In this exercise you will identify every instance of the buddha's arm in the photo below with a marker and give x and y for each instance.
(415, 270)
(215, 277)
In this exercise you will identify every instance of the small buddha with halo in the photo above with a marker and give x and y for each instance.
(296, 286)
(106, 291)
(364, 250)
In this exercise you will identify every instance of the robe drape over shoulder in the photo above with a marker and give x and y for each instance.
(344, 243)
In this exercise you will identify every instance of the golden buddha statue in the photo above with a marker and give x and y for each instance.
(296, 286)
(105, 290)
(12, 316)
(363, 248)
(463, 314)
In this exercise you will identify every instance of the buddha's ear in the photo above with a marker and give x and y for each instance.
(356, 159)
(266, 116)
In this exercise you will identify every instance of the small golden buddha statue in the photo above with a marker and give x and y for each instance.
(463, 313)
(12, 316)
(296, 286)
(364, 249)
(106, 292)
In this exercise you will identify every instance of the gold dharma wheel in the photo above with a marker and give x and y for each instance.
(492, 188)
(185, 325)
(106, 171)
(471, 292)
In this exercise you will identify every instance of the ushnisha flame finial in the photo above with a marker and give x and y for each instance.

————————

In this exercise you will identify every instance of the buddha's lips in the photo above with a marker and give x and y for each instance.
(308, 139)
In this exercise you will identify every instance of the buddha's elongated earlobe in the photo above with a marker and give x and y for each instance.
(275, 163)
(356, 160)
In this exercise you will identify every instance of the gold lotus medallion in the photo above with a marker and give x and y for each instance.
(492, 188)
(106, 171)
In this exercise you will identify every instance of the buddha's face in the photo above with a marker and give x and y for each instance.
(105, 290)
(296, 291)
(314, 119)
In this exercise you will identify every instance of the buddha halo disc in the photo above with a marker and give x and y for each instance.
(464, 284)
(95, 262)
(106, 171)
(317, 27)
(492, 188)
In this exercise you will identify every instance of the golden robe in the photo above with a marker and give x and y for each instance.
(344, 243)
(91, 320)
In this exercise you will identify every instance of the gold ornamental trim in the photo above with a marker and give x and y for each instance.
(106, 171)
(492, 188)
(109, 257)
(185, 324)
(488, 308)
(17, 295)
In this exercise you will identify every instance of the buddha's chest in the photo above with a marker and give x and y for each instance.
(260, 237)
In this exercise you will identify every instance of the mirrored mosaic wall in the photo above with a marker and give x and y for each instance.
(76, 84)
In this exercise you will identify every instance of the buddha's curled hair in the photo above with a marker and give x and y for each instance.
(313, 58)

————————

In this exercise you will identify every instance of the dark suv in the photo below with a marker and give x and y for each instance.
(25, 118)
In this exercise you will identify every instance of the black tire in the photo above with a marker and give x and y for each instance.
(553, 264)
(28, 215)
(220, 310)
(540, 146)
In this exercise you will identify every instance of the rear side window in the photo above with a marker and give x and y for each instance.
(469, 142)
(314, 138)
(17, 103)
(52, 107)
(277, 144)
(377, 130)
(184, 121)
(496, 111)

————————

*YOUR ASSIGNMENT*. Write out, from the lines above, only those from the line with "In this exercise you will identify every instance of the robe" to the line with "of the ushnisha", exactly as given, including the first and the last.

*WRITTEN REPLY*.
In this exercise you will identify every instance of the robe drape over shoulder in the photo above with a marker and give x and y for each instance.
(344, 243)
In this exercise you will identify every instance of the golden buddha statue in the photo above with a marker and give x and y for each instance.
(296, 286)
(105, 290)
(12, 316)
(363, 248)
(463, 314)
In this exercise you will identify every instance of the buddha's ear in the photo above with a marker and give x and y for each instance.
(356, 159)
(266, 116)
In this exercise you will identify every instance of the small golden buddha statue in the photo above with a marker and give x and y for each instance.
(463, 313)
(12, 316)
(296, 286)
(364, 249)
(106, 292)
In this exercise you will identify every instance of the gold dharma wheel in the photo above with a marker and give x and y for each instance.
(492, 188)
(185, 325)
(106, 171)
(471, 292)
In this exercise you will identify every instance of the ushnisha flame finial in the photo above with a marker and give x and y for each instance.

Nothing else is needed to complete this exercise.